#### ACTIVITY
Once you reach the line containing "Target: denim pant leg", copy it and every line after it exactly, through the end of the data below.

#### Region pointing data
------------------------
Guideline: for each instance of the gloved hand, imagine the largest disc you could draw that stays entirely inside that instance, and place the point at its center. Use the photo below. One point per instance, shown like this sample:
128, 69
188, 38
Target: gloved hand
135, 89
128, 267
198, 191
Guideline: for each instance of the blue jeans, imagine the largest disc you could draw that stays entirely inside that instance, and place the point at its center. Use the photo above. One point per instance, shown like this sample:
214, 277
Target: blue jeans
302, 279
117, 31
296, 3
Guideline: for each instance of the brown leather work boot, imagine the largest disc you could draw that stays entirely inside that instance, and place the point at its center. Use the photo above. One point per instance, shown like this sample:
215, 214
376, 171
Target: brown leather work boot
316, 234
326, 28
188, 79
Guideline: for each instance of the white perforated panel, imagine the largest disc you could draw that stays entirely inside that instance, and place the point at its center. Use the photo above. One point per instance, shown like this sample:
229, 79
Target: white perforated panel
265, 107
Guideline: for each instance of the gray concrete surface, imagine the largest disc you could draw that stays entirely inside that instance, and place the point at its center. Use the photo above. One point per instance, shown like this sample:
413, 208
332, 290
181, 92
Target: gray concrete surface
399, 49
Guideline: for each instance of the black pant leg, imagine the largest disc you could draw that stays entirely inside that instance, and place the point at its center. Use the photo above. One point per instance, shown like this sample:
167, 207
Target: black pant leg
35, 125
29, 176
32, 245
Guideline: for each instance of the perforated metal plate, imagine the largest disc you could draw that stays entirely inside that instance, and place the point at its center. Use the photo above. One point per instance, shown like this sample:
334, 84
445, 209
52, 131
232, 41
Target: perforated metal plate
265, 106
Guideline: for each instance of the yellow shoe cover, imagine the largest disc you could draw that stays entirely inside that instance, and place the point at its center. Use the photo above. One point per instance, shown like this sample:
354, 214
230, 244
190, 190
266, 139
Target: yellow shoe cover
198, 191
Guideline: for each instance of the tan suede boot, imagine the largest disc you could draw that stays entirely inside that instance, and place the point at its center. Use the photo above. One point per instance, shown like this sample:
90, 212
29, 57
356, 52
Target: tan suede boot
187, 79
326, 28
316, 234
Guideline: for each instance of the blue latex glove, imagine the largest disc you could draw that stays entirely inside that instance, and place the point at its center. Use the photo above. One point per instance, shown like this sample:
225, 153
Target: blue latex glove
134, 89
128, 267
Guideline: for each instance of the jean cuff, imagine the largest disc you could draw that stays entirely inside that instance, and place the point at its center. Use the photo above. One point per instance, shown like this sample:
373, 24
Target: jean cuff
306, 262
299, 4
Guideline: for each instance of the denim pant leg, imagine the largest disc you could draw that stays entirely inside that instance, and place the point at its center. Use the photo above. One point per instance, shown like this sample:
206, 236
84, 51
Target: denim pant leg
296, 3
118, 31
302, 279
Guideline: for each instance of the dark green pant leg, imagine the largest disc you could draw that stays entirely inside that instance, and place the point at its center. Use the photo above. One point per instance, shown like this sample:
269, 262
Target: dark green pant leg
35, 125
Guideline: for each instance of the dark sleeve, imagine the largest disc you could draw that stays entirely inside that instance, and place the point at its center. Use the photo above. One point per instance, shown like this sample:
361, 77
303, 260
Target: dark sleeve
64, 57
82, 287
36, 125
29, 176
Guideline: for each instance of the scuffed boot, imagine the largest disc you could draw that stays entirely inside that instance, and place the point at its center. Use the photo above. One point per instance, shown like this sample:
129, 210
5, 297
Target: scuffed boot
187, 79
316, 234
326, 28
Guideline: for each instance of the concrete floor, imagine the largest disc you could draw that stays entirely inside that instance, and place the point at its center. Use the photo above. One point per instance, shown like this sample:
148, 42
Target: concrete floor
------------------------
#### EXERCISE RESPONSE
Target: denim pant leg
296, 3
118, 31
302, 279
Guideline: for each instance of the dark green pant leg, imagine the largest disc you could draw that stays entirely inside that instance, and place the point at its center. Use the photo above. One point per instance, shown like this sample:
269, 262
Target: dark green pant leg
35, 125
Guideline: for each instance of the dark sleeve, imagine the largest disc you could draw that stays entirely inside that instance, and place the point at its center. Use the photo above. One point per instance, shown like this sample:
361, 77
303, 260
Target: dark sleeve
64, 57
82, 287
36, 125
29, 176
Guideline: for each instance of the scuffed boot, imagine the largest disc you could draw that stays entirely inside that instance, and place the point at its center. Use the photo above. One point per instance, shown like this sample:
129, 210
5, 297
Target: scuffed boot
187, 79
316, 234
326, 28
Guideline: for each instance of the concrete floor, imagine the largest disc you could draw that stays entirely inside that instance, and place the point at its center. Use the photo above. One point per instance, shown like this sample:
148, 42
Target: concrete floor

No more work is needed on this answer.